Provide the data again in its entirety, exactly as given.
***** Given data *****
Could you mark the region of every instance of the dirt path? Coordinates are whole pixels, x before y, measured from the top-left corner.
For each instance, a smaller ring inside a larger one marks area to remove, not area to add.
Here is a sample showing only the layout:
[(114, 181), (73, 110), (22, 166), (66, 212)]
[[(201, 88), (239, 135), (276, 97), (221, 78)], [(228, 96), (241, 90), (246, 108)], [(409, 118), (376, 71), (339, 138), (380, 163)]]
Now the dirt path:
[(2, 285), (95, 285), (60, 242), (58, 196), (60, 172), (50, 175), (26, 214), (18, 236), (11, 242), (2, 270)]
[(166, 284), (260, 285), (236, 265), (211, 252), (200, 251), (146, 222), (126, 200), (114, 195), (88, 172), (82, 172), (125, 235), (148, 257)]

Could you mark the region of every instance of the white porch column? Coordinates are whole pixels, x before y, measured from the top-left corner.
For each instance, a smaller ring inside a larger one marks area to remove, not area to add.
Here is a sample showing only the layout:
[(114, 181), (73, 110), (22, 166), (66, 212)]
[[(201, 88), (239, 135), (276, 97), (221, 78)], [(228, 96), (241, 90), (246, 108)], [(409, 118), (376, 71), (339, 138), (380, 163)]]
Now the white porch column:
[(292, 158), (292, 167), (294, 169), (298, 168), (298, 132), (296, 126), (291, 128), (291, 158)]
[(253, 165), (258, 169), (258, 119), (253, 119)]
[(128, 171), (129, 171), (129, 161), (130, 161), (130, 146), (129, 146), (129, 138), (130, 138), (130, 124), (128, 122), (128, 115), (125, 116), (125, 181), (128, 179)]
*****
Answer for the task:
Could you mark the region of every instance of the dirt path? Coordinates are whole pixels, x before y, measured from the top-left corner.
For each instance, a smaller ring inside a larger one marks area to remove, not area to add.
Here is a sample showing only the layout:
[(114, 181), (73, 110), (22, 166), (66, 212)]
[[(201, 88), (239, 135), (276, 97), (221, 78)], [(228, 96), (241, 90), (246, 108)], [(409, 118), (376, 71), (339, 138), (380, 163)]]
Now the dirt path:
[(2, 285), (95, 285), (60, 242), (58, 196), (60, 172), (50, 175), (26, 214), (18, 236), (11, 242), (2, 270)]
[(166, 284), (260, 285), (236, 265), (211, 252), (200, 251), (146, 222), (126, 200), (114, 195), (88, 172), (82, 172), (125, 235), (148, 257)]

Could you mark the region of every instance of the white porch column? Coordinates are whole pixels, x before y, measured from the top-left corner.
For each instance, a smaller ring inside a larger one marks area to remove, not area to add.
Here is a sample showing only the layout:
[(114, 181), (73, 110), (22, 166), (66, 212)]
[[(201, 88), (239, 135), (276, 97), (221, 78)], [(228, 96), (241, 90), (246, 108)], [(409, 118), (376, 71), (339, 138), (380, 163)]]
Now the white porch column:
[(292, 158), (292, 167), (294, 169), (298, 168), (298, 132), (296, 126), (291, 128), (291, 158)]
[(253, 165), (258, 169), (258, 119), (253, 119)]
[(128, 171), (129, 171), (129, 161), (130, 161), (130, 146), (129, 146), (129, 138), (130, 138), (130, 124), (128, 122), (128, 115), (125, 116), (125, 181), (128, 179)]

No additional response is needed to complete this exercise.